→ TASK INSTRUCTIONS:
A. In the account of August 1991 in Moscow, who provided the White House defenders with sandwiches and beverages?
B. List every social group that the small opinion poll in the account of August 1991 in Moscow found among the people near the White House.
C. Extend the account of August 1991 in Moscow, picking up right after its final sentence.

(SUPPLIED PASSAGE begins)

MOSCOW. AUGUST, 1991 / Photo from the website GORBACHEVFOUND.LIVEJOURNAL.COM

Incidentally, while I was near the White House (we stayed on until the evening, and most of the people began to leave after 8 p.m., when it was clear that the putschists had lost), I conducted a small opinion poll. I just asked those who were next to me about their social position. It turned out that almost a half of them belonged, as I did, to the intelligentsia or were students and they came to the White House mostly for idealistic reasons in order to defend the so hard won democratic freedoms. The other half consisted of employees at joint ventures with foreign capital and cooperatives. Both things emerged during the perestroika, and these people were, above all, struggling to keep their high incomes intact and to defend the right to do business legally. Incidentally, it is cooperatives that provided the White House defenders with sandwiches and beverages. Then there was a victory. We were leaving the White House with a sense of having done our duty. The streets were crowded. Everybody was happy with the victory over the putschists. I did not hear a word in defense of the GKChP. Overall euphoria and the feeling of unusual unity reigned supreme. It seemed to us that the triumph of democracy was irreversible, things would be OK, and we would overcome the existing difficulties (for we were still thinking in terms of Soviet cliches) and get rid of the Soviet legacy. How mistaken we were!

“And, for me personally, the anniversary of the August revolution (or the August putsch, if you like) is a very sad one. And most of the Russian democrats are in a sullen mood these days. The hopes we cherished after defeating the GKChP have not come true at all. Moreover, it became clear very soon that they would not come true. In my case, the euphoria over the victory of the August revolution lasted for 10 days or so. On the 10th day I learned from a reliable source that Yeltsin had gone on a binge again after crushing the putsch.

(SUPPLIED PASSAGE ends)
(DATA EXCERPTS begins)

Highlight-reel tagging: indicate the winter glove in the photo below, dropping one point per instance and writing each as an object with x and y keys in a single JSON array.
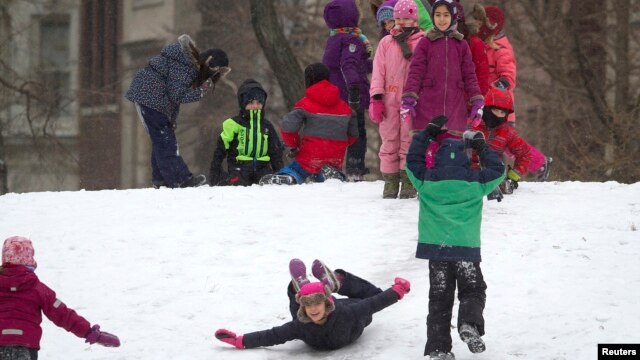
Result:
[
  {"x": 101, "y": 337},
  {"x": 376, "y": 110},
  {"x": 434, "y": 128},
  {"x": 401, "y": 287},
  {"x": 354, "y": 98},
  {"x": 475, "y": 140},
  {"x": 513, "y": 175},
  {"x": 292, "y": 153},
  {"x": 502, "y": 83},
  {"x": 408, "y": 108},
  {"x": 230, "y": 338},
  {"x": 476, "y": 112}
]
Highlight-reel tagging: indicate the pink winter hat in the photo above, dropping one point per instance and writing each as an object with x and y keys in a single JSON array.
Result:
[
  {"x": 313, "y": 293},
  {"x": 18, "y": 250},
  {"x": 406, "y": 9}
]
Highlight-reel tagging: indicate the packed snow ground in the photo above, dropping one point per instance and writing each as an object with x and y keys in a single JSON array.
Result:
[{"x": 163, "y": 269}]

(DATA EXCERPTS ends)

→ ANSWERS PER TASK:
A. Cooperatives.

B.
- The intelligentsia
- Students
- Employees at joint ventures with foreign capital
- Employees at cooperatives

C.
Of course, the Russian president’s drunkenness alone cannot explain why no vital measures for true democracy were taken after the victory over the GKChP. Unlike in the case of the Stasi in East Germany, no control of democratic activists was established over the KGB and its archives. The law-enforcement bodies and the army remained practically the same as they were in the Soviet Union. Everything boiled down to tearing down the Dzerzhinsky monument, while most of those who backed the GKChP kept their offices and clout intact in post-Soviet Russia. No lustration was carried out.

And, instead of calling the presidential and parliamentary elections now that Russia had acquired political independence (in which Yeltsin and democratic forces would have won a landslide victory, taking into account the public mood at the time), Yeltsin decided to liberalize prices in order to place the burden of transfer to a market economy onto the shoulders of the grassroots, not of the nomenclature minority. He also tried to coexist with the Russian Supreme Council elected way back in the Soviet era (as a result, he had to disband it by means of tanks).

Of course, it was impossible to predict the next events just 10 days after the suppression of the putsch. I only understood then that a heavily drinking president was not up to the really revolutionary transformations which were indispensable in order to make a democratic Russia out of the communist one. This put an end to euphoria. We were idealizing Yeltsin at the time, although his American goings-on, for example, were common knowledge. As for Gorbachev, the democratic public had already been disappointed with him by the moment of the putsch. What also contributed to this was the death of civilians in Tbilisi and Baku, Vilnius and Riga. This is why it was much more difficult to persuade the White House defenders to come out in defense of not only Yeltsin, but also of the legitimate USSR President Gorbachev. But it became clear very soon that Yeltsin was no better than Gorbachev, and the transfer of power to Vladimir Putin was a logical step because democrats lost to a large extent in August 1991 – at the moment they thought that they had won.